## Stored data entries
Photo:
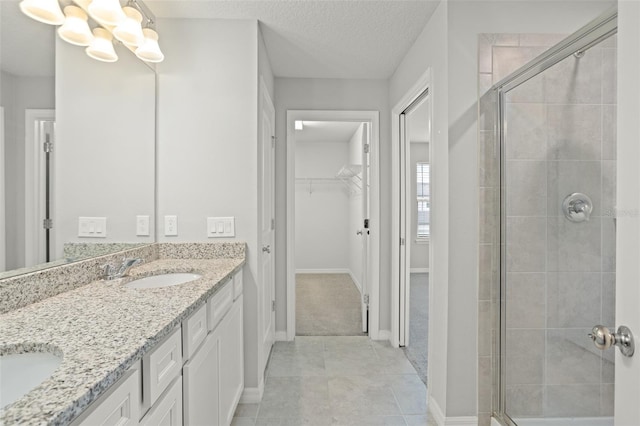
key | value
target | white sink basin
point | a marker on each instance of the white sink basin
(22, 372)
(163, 280)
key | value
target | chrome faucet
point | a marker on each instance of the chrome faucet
(112, 272)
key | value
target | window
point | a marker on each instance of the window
(423, 201)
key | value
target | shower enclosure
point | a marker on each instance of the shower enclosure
(555, 130)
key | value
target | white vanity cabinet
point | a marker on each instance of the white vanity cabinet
(232, 358)
(167, 411)
(214, 376)
(195, 376)
(120, 405)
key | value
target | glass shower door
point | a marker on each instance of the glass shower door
(558, 236)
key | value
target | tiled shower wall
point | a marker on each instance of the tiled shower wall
(560, 275)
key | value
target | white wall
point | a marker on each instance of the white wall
(19, 93)
(419, 153)
(105, 144)
(208, 142)
(454, 67)
(429, 52)
(355, 208)
(322, 208)
(330, 94)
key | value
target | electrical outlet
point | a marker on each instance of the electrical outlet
(142, 226)
(92, 227)
(221, 227)
(171, 226)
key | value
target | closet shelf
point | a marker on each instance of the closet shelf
(350, 175)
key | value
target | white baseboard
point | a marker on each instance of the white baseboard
(323, 271)
(437, 413)
(441, 420)
(253, 395)
(382, 335)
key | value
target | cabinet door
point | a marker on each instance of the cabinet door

## PROBLEM REQUIREMENTS
Extract each line from the entries above that contains the string "target".

## WRITTEN ANSWER
target | white sink basin
target | chrome faucet
target | window
target | shower enclosure
target | white vanity cabinet
target | glass shower door
target | tiled shower wall
target | white wall
target | electrical outlet
target | closet shelf
target | white baseboard
target | cabinet door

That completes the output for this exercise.